(Records of labeled points)
==========

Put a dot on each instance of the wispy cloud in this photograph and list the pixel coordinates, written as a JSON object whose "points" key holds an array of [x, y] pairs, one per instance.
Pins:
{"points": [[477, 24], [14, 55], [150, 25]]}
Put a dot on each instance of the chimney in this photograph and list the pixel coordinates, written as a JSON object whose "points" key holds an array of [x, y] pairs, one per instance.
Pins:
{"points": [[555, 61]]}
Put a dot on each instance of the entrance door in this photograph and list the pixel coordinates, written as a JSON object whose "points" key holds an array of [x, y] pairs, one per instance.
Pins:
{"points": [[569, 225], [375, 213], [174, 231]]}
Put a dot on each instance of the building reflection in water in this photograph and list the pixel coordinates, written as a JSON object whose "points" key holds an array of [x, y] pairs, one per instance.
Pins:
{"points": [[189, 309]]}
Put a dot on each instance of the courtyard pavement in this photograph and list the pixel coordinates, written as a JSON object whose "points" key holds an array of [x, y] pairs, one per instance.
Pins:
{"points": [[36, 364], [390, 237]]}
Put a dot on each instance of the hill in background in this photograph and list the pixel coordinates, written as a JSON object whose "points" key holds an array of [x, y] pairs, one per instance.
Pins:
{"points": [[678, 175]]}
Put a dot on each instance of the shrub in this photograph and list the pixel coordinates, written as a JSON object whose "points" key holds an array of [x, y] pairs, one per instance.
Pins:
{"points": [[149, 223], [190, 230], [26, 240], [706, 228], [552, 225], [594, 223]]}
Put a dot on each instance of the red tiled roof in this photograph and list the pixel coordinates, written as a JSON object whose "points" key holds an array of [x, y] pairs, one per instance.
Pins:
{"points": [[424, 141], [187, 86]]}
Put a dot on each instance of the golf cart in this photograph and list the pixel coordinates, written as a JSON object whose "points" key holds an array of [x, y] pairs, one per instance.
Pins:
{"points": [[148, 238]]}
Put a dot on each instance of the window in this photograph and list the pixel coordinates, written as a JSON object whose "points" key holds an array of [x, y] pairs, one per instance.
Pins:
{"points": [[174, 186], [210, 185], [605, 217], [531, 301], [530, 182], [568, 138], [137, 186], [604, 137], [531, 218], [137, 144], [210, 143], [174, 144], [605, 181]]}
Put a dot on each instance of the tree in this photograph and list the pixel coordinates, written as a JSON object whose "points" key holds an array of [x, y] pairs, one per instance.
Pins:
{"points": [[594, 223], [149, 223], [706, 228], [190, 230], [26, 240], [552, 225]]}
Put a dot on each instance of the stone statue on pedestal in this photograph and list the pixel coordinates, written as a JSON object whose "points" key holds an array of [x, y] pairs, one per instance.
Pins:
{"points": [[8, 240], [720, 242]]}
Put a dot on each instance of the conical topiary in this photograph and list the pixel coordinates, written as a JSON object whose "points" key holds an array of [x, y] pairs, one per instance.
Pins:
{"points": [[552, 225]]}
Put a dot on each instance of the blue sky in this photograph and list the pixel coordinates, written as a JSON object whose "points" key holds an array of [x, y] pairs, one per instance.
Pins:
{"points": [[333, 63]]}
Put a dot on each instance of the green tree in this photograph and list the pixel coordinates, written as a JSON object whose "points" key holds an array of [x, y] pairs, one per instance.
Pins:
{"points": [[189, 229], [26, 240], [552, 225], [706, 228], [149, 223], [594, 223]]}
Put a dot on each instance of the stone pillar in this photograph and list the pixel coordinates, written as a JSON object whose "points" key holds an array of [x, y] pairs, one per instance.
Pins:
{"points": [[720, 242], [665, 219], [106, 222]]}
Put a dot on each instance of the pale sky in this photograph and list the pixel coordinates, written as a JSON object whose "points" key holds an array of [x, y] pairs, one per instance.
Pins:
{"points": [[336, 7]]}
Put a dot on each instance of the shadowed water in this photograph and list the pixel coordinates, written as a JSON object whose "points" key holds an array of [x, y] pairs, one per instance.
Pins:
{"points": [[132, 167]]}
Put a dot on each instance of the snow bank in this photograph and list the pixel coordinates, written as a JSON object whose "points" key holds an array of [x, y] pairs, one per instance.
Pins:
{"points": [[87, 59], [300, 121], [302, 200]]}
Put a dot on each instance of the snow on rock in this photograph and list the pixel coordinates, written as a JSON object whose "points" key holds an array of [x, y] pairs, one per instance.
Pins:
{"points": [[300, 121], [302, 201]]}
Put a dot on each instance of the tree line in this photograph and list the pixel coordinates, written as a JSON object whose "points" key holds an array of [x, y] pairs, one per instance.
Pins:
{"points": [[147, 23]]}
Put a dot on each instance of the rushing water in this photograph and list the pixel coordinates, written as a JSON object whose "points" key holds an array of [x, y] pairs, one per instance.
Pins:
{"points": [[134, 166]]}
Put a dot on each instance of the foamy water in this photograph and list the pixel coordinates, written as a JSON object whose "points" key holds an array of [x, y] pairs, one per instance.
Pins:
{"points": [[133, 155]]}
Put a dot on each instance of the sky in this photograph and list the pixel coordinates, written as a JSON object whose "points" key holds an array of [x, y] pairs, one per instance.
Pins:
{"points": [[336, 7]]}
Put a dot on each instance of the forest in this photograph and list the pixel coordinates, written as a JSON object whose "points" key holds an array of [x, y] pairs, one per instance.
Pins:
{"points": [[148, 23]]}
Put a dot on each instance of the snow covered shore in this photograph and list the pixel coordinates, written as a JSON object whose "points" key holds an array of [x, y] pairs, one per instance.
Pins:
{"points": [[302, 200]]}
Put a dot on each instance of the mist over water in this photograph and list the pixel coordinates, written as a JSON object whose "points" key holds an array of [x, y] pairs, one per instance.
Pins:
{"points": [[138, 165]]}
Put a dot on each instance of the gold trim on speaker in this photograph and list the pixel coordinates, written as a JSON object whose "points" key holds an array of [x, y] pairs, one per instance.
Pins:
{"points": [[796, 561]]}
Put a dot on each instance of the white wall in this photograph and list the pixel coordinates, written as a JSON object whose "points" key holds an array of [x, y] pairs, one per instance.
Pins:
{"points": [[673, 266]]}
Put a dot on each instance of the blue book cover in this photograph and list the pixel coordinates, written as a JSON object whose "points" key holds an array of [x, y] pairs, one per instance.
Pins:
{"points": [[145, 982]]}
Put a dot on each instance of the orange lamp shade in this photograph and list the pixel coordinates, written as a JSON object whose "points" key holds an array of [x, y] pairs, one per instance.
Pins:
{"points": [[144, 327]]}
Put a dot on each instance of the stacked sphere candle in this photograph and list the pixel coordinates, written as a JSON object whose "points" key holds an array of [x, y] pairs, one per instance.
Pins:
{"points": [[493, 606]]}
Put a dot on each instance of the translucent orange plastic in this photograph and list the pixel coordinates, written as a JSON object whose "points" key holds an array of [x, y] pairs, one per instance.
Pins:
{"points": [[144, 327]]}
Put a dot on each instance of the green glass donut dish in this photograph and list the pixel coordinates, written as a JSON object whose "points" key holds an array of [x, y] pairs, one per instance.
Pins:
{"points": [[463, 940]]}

==========

* **Task description**
Reproduce each line verbatim.

* **Complete response**
Put a dot on each instance of the wispy cloud in this photograph and list the pixel coordinates, written as a JSON object whose "points" key holds an array of [x, y] pairs, one per instance.
Pins:
{"points": [[477, 24], [14, 55], [150, 25]]}
Put a dot on each instance of the chimney in this photograph and list the pixel coordinates, written as a JSON object whose "points" key holds an array of [x, y] pairs, one per instance.
Pins:
{"points": [[555, 61]]}
Put a dot on each instance of the entrance door in this photograph and list the pixel coordinates, written as a JSON object whose "points" key holds an array of [x, y] pairs, one per instance.
Pins:
{"points": [[569, 225], [375, 213], [174, 231]]}
Put a dot on each instance of the building reflection in water in this photograph and list the pixel coordinates, written as a JSON object whose "points" key holds an array of [x, y] pairs, one per instance.
Pins:
{"points": [[189, 309]]}
Put a dot on each instance of the courtyard pavement in this photograph and list the pixel coordinates, written as a JSON object whose "points" key holds an array of [x, y] pairs, one per instance.
Pins:
{"points": [[36, 364], [390, 237]]}
Put a dot on each instance of the hill in background in this photograph and list the pixel coordinates, written as a JSON object whose "points" key holds an array of [x, y] pairs, one per instance.
Pins:
{"points": [[678, 175]]}
Put a dot on each instance of the shrub in this photograph and list the pixel coordinates, written as a JSON object whose "points" key holds an array of [x, y] pairs, one per instance.
Pins:
{"points": [[149, 223], [190, 230], [26, 240], [706, 228], [552, 225], [594, 223]]}
Put a dot on each instance of the red tiled roof in this photograph and list the pixel coordinates, written as a JSON object whose "points" key holds an array of [x, y] pairs, one per instance.
Pins:
{"points": [[424, 141], [187, 86]]}
Put a dot on each instance of the golf cart in this photograph and list the pixel coordinates, written as a JSON object whose "points" key holds an array of [x, y] pairs, one per instance.
Pins:
{"points": [[148, 238]]}
Put a dot on each instance of the window in this photograph and list the pixel coordinates, written as a JSON object whose "points" key holds an array of [x, y] pairs, one per instance.
Pins:
{"points": [[174, 186], [210, 185], [605, 217], [531, 301], [530, 182], [568, 138], [137, 186], [604, 137], [531, 218], [137, 144], [210, 143], [174, 144], [605, 181]]}
Put a dot on each instance of the tree in this photograph and list the pixel coordinates, written as a JSON object whose "points" key holds an array of [x, y] pairs, one per instance.
Pins:
{"points": [[594, 223], [149, 223], [706, 228], [190, 230], [26, 240], [552, 225]]}
Put a dot on each instance of the stone statue on pedestal in this photograph and list the pixel coordinates, written as a JSON object whose "points" key holds an array of [x, y] pairs, one per instance.
Pins:
{"points": [[8, 240], [720, 242]]}
Put a dot on each instance of the conical topiary in this photograph and list the pixel coordinates, written as a JSON object whose "points" key holds an array of [x, y] pairs, one per instance.
Pins:
{"points": [[552, 225]]}
Put a dot on each instance of the blue sky in this photograph and list the pixel coordinates, written as a JSON object whose "points" key holds an array of [x, y] pairs, one per instance.
Pins:
{"points": [[333, 63]]}
Put a dot on each instance of the green tree in this photograph and list the pixel coordinates, written as a JSON object whose "points" key holds an array of [x, y] pairs, one per instance.
Pins:
{"points": [[189, 229], [26, 240], [552, 225], [706, 228], [149, 223], [594, 223]]}
Put a dot on each instance of the stone pillar in this photograph and list the pixel coordinates, written as a JSON object whose "points" key holds an array of [x, y] pairs, one per instance.
Pins:
{"points": [[720, 242], [665, 219], [106, 222]]}
Put a dot on each instance of the pale sky in this photograph and list the pixel coordinates, written as a JSON object whose "points" key holds an array of [x, y] pairs, one per instance.
Pins:
{"points": [[336, 7]]}
Put a dot on each instance of the shadowed water in this photograph and list the pixel coordinates, written as a JSON object whose "points" key holds an array of [x, y] pairs, one per instance.
Pins:
{"points": [[132, 167]]}
Put a dot on each instance of the snow bank in this photograph and list the pixel coordinates, written as a JSON object whose "points" key holds an array of [x, y] pairs, one per instance.
Pins:
{"points": [[87, 59], [300, 121], [302, 200]]}
Put a dot on each instance of the snow on rock in this photograph and list the pixel coordinates, written as a JSON object whose "points" key holds an array of [x, y] pairs, one per instance.
Pins:
{"points": [[300, 121], [302, 201]]}
Put a dot on each instance of the tree line in this photograph and list the pixel coordinates, written as a JSON object whose "points" key holds an array of [x, y] pairs, one per instance.
Pins:
{"points": [[147, 23]]}
Put a dot on each instance of the rushing water in this photograph and list the pixel coordinates, written as a JSON object whose "points" key holds an array of [x, y] pairs, one per instance.
Pins:
{"points": [[134, 166]]}
Put a dot on each instance of the foamy water in this photograph and list the pixel coordinates, written as a JSON object whose "points" key holds an array of [x, y] pairs, one per instance.
Pins:
{"points": [[133, 155]]}
Put a dot on each instance of the sky in this photograph and list the pixel coordinates, written as a JSON object whose "points" key holds an array of [x, y] pairs, one per instance.
Pins:
{"points": [[336, 7]]}
Put a dot on each instance of the forest in this photograph and list the pixel coordinates, written as a JSON object whose "points" key holds an array of [x, y] pairs, one per instance.
Pins:
{"points": [[148, 23]]}
Put a dot on each instance of the snow covered shore in this photograph and list the pixel coordinates, written as a JSON object whose "points" key holds an array of [x, y] pairs, one per instance.
Pins:
{"points": [[302, 200]]}
Put a dot on each instance of the mist over water in this photograph and list the pixel coordinates, written as a JSON object whose "points" key holds an array of [x, y] pairs, one per instance.
Pins:
{"points": [[138, 165]]}
Put a dot on each instance of the gold trim on speaker in this photograph and list the pixel coordinates, written as a JSON object whose "points" key holds an array of [x, y] pairs, one per instance.
Pins:
{"points": [[796, 561]]}
Put a dot on each instance of the white wall in this photograph and list the pixel coordinates, written as a JSON object whose "points" key holds an array of [x, y] pairs, one per instance.
Pins:
{"points": [[673, 266]]}
Put a dot on each instance of the blue book cover in this photograph and list the pixel coordinates, written as a JSON object whose "points" key holds an array of [x, y] pairs, one per instance.
Pins:
{"points": [[145, 982]]}
Put a dot on each instance of the orange lamp shade in this photograph and list the pixel coordinates, written as a JSON object whose "points" key holds an array of [x, y] pairs, one per instance.
Pins:
{"points": [[144, 327]]}
Put a dot on each instance of the stacked sphere candle in this photograph and list the pixel coordinates, written as a JSON object whose "points" key holds an array of [x, y] pairs, one per instance.
Pins:
{"points": [[493, 606]]}
Put a dot on each instance of the translucent orange plastic in this photograph and list the pixel coordinates, written as a JSON object whose "points" key holds an array of [x, y] pairs, one per instance.
Pins:
{"points": [[144, 327]]}
Put a dot on each instance of the green glass donut dish in this photograph and list the pixel coordinates, written as a JSON object whose "points" key holds an array of [x, y] pairs, one per instance.
Pins:
{"points": [[463, 940]]}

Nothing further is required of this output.